◆ **Exercise**
Rescale the rows between the line holding "Segment out the asphalt" and the line holding "xmin=678 ymin=60 xmax=703 ymax=203", inclusive. Repeat every line in that span with the requests unchanged, multiply each bounding box coordinate by 0.3 and round to the nearest whole number with halves rounding up, and return only those lines.

◆ **Data listing**
_ _ _ _

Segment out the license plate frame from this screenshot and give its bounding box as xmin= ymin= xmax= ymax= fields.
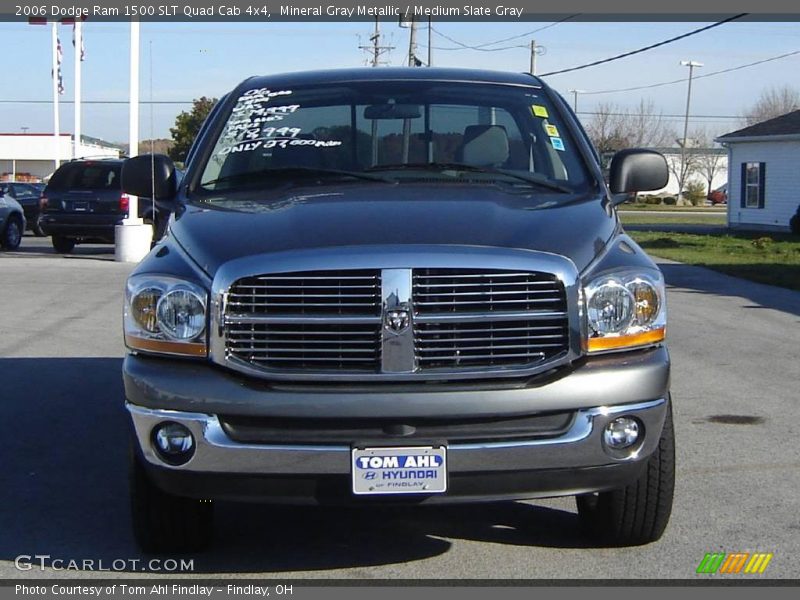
xmin=350 ymin=446 xmax=448 ymax=496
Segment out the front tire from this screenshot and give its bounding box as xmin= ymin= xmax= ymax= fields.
xmin=130 ymin=449 xmax=214 ymax=554
xmin=0 ymin=216 xmax=22 ymax=250
xmin=576 ymin=402 xmax=675 ymax=546
xmin=52 ymin=235 xmax=75 ymax=254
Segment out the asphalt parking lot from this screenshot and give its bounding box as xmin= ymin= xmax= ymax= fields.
xmin=0 ymin=236 xmax=800 ymax=579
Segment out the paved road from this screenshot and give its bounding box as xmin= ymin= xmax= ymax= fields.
xmin=0 ymin=237 xmax=800 ymax=579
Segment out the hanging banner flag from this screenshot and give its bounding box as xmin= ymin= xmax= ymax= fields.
xmin=50 ymin=38 xmax=64 ymax=96
xmin=72 ymin=21 xmax=86 ymax=62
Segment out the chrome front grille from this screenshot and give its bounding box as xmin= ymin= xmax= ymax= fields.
xmin=226 ymin=323 xmax=380 ymax=371
xmin=220 ymin=268 xmax=571 ymax=380
xmin=413 ymin=269 xmax=569 ymax=370
xmin=413 ymin=269 xmax=564 ymax=315
xmin=414 ymin=317 xmax=569 ymax=369
xmin=226 ymin=269 xmax=381 ymax=316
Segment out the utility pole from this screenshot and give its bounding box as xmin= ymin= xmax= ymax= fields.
xmin=428 ymin=15 xmax=433 ymax=67
xmin=359 ymin=17 xmax=394 ymax=167
xmin=408 ymin=15 xmax=417 ymax=67
xmin=569 ymin=90 xmax=586 ymax=115
xmin=359 ymin=17 xmax=394 ymax=67
xmin=51 ymin=21 xmax=61 ymax=171
xmin=530 ymin=40 xmax=547 ymax=75
xmin=72 ymin=17 xmax=83 ymax=158
xmin=678 ymin=60 xmax=703 ymax=203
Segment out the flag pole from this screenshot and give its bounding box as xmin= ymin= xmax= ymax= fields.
xmin=114 ymin=21 xmax=153 ymax=262
xmin=72 ymin=17 xmax=83 ymax=158
xmin=52 ymin=21 xmax=61 ymax=171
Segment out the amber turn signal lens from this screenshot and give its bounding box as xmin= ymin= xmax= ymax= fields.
xmin=125 ymin=335 xmax=206 ymax=357
xmin=587 ymin=327 xmax=667 ymax=352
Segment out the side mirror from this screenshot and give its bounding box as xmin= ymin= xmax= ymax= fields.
xmin=608 ymin=148 xmax=669 ymax=194
xmin=122 ymin=154 xmax=178 ymax=202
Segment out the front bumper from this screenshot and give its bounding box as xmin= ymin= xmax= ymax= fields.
xmin=124 ymin=348 xmax=669 ymax=504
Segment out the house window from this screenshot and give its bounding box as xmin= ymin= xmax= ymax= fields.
xmin=742 ymin=162 xmax=767 ymax=208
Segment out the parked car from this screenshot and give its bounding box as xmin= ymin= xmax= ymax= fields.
xmin=122 ymin=68 xmax=675 ymax=552
xmin=708 ymin=183 xmax=728 ymax=206
xmin=0 ymin=187 xmax=25 ymax=250
xmin=0 ymin=181 xmax=44 ymax=236
xmin=40 ymin=158 xmax=166 ymax=253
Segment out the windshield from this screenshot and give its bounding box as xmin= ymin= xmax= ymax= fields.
xmin=194 ymin=81 xmax=592 ymax=196
xmin=49 ymin=162 xmax=122 ymax=190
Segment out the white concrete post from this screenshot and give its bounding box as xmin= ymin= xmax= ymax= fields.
xmin=114 ymin=21 xmax=153 ymax=262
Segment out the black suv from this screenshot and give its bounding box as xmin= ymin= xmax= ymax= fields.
xmin=39 ymin=159 xmax=162 ymax=253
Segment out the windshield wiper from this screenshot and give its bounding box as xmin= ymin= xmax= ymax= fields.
xmin=366 ymin=162 xmax=573 ymax=193
xmin=200 ymin=167 xmax=394 ymax=187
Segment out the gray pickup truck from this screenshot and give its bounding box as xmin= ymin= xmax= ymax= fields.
xmin=122 ymin=68 xmax=675 ymax=552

_ _ _ _

◆ **Full answer**
Segment out the asphalt parking lot from this screenshot and give its bounding box as xmin= ymin= xmax= ymax= fields.
xmin=0 ymin=71 xmax=240 ymax=174
Segment out the paved road from this screenshot and give its bounding box as xmin= ymin= xmax= ymax= fields.
xmin=0 ymin=71 xmax=240 ymax=174
Segment out the hanging banner flag from this screenshot and give its bounding box as xmin= ymin= xmax= ymax= fields.
xmin=15 ymin=11 xmax=19 ymax=29
xmin=22 ymin=6 xmax=26 ymax=19
Segment out the chrome front grille from this screenshot and give its bounding box as xmin= ymin= xmax= ymax= fields.
xmin=68 ymin=97 xmax=114 ymax=111
xmin=66 ymin=80 xmax=171 ymax=114
xmin=124 ymin=81 xmax=171 ymax=111
xmin=124 ymin=81 xmax=169 ymax=95
xmin=124 ymin=95 xmax=171 ymax=111
xmin=68 ymin=81 xmax=114 ymax=95
Segment out the utility pole from this screenshot and give its bounding box as xmin= ymin= xmax= ymax= fields.
xmin=128 ymin=5 xmax=130 ymax=20
xmin=108 ymin=5 xmax=118 ymax=50
xmin=122 ymin=5 xmax=125 ymax=20
xmin=171 ymin=27 xmax=176 ymax=35
xmin=108 ymin=5 xmax=118 ymax=20
xmin=15 ymin=6 xmax=18 ymax=51
xmin=159 ymin=12 xmax=164 ymax=23
xmin=22 ymin=5 xmax=25 ymax=47
xmin=203 ymin=18 xmax=211 ymax=61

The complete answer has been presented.